**Erforderliche Schritte**
A - Gib den Text zur Reihenfolge der Schuldentilgung von "Entscheidungen der drei" bis einschließlich "Auffassung der Berufungsinstanz." erneut wieder und tausche dabei "Berufungsgericht" gegen "Appellationsgericht" aus.
B - Führe den Text zur Reihenfolge der Schuldentilgung im Anschluss an seinen letzten Satz weiter.

**Textauszug**
________________________________________

Russland - Praxis des Obersten Gerichts in Wirtschaftssachen
- Sergej Suchanow
- 11. Juni
- 5 Min. Lesezeit
Sergej Suchanow
Die Reihenfolge der Schuldentilgung, Änderung des Vertragspreises durch gerichtliche Entscheidung – diese und weitere Fragen wurden vom Senat im Rahmen der Rechtsprechung im April 2025 behandelt.
Die Angabe des Verwendungszwecks in einem Zahlungsauftrag ändert nicht die gesetzliche Reihenfolge der Forderungsbefriedigung
Sachverhalt:
Ein Käufer geriet mit der Bezahlung gelieferter Waren in Verzug. Der Lieferant verlangte daraufhin die Einziehung der Hauptforderung, der Gerichtskosten (Staatsgebühr), der Zinsen aus dem kommerziellen Kredit sowie der Zinsen gemäß Artikel 395 des Zivilgesetzbuches der Russischen Föderation.
Entscheidungen der drei Instanzen:
Das erstinstanzliche Gericht orientierte sich an der allgemeinen gesetzlichen Reihenfolge der Schuldentilgung. Das Berufungsgericht berücksichtigte den vom Schuldner im Zahlungsauftrag angegebenen Verwendungszweck und rechnete die Zahlung daher auf die Hauptschuld an, aber nicht auf die Zinsen aus dem kommerziellen Kredit. Das Kassationsgericht bestätigte die Auffassung der Berufungsinstanz.
Entscheidung des Obersten Gerichts:
Zwischen den Parteien bestand keine Vereinbarung über die Reihenfolge der Schuldentilgung.
Die gesetzliche Regelung, wonach der Schuldner bestimmt, auf welche seiner Verbindlichkeiten eine Zahlung angerechnet wird, gilt nur für Fälle mit mehreren eigenständigen Hauptverbindlichkeiten. Bei der Erfüllung einer einzelnen Verbindlichkeit erfolgt die Anrechnung in folgender gesetzlicher Reihenfolge: Kosten (z. B. Gerichtskosten), Zinsen (einschließlich solcher aus einem kommerziellen Kredit), danach erst die Hauptschuld.
Der Schuldner kann diese gesetzliche Reihenfolge nicht einseitig durch Angabe eines Verwendungszwecks im Zahlungsauftrag ändern. Zinsen aus einem kommerziellen Kredit stellen keine Haftungsschulden dar und sind daher vor der Hauptschuld zu begleichen.

________________________________________

**Bereitgestellte Zeilen**
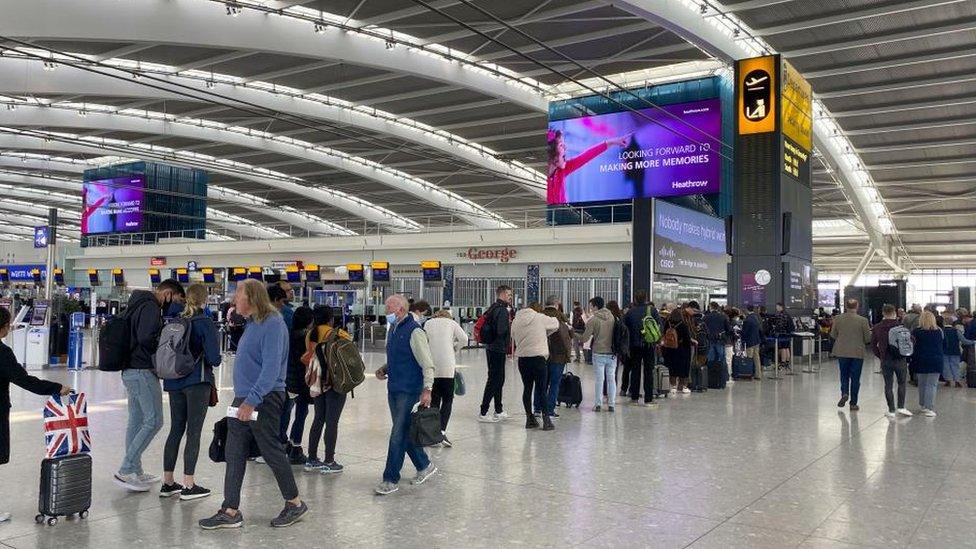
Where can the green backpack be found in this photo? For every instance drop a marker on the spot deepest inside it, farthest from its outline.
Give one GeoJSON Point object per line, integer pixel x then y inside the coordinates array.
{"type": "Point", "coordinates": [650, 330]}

________________________________________

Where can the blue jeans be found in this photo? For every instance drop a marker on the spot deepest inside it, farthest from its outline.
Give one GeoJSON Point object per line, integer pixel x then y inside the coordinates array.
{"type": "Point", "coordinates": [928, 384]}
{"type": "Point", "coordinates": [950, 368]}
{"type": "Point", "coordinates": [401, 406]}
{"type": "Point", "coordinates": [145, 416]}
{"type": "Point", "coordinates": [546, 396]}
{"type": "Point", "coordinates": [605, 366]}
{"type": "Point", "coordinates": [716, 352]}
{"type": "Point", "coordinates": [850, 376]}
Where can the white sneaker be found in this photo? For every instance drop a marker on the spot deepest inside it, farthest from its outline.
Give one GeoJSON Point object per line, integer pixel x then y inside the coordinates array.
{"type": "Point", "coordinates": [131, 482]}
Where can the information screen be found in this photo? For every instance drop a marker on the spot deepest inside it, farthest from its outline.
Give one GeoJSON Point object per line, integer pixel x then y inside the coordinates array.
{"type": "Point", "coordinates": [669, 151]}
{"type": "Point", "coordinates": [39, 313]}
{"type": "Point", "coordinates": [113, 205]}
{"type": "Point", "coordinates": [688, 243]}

________________________________________

**Antworten je Aufgabe**
A -
Entscheidungen der drei Instanzen:
Das erstinstanzliche Gericht orientierte sich an der allgemeinen gesetzlichen Reihenfolge der Schuldentilgung. Das Appellationsgericht berücksichtigte den vom Schuldner im Zahlungsauftrag angegebenen Verwendungszweck und rechnete die Zahlung daher auf die Hauptschuld an, aber nicht auf die Zinsen aus dem kommerziellen Kredit. Das Kassationsgericht bestätigte die Auffassung der Berufungsinstanz.

B -
Falls kein Original des Kaufvertrags existiert, bedeutet dies nicht, dass der Preis anhand des Verkehrswertes zu bestimmen ist
Sachverhalt:
Ein Käufer bezahlte die von ihm erworbenen Aktien nicht. Gemäß den Vertragsbedingungen betrug der Kaufpreis 240 Millionen Rubel. Der Verkäufer verlangte die Zahlung dieses Betrags vom Käufer.
Entscheidungen der drei Instanzen:
Das erstinstanzliche Gericht gab der Klage des Verkäufers statt. Das Berufungsgericht stellte fest, dass der Kaufvertrag gefälscht sei, und kam zu dem Schluss, dass eine Preisvereinbarung zwischen den Parteien nicht vorliegt. Es setzte den Preis auf den Verkehrswert der Aktien – 1 Rubel – fest und sprach diesen Betrag dem Verkäufer zu. Das Kassationsgericht bestätigte diese Entscheidung.
Entscheidung des Obersten Gerichts:
Auch wenn das Original des Kaufvertrags nicht in der Akte vorhanden ist, hat der Verkäufer den vereinbarten Kaufpreis durch andere Beweismittel nachgewiesen (z. B. Eintrag im Registrierungsjournal, Höhe der Vergütung für den Registerführer, präjudizielle Feststellungen). Wenn die Parteien den Preis im Vertrag vereinbart haben, darf das Gericht nicht stattdessen den Verkehrswert des Vermögens zugrunde legen.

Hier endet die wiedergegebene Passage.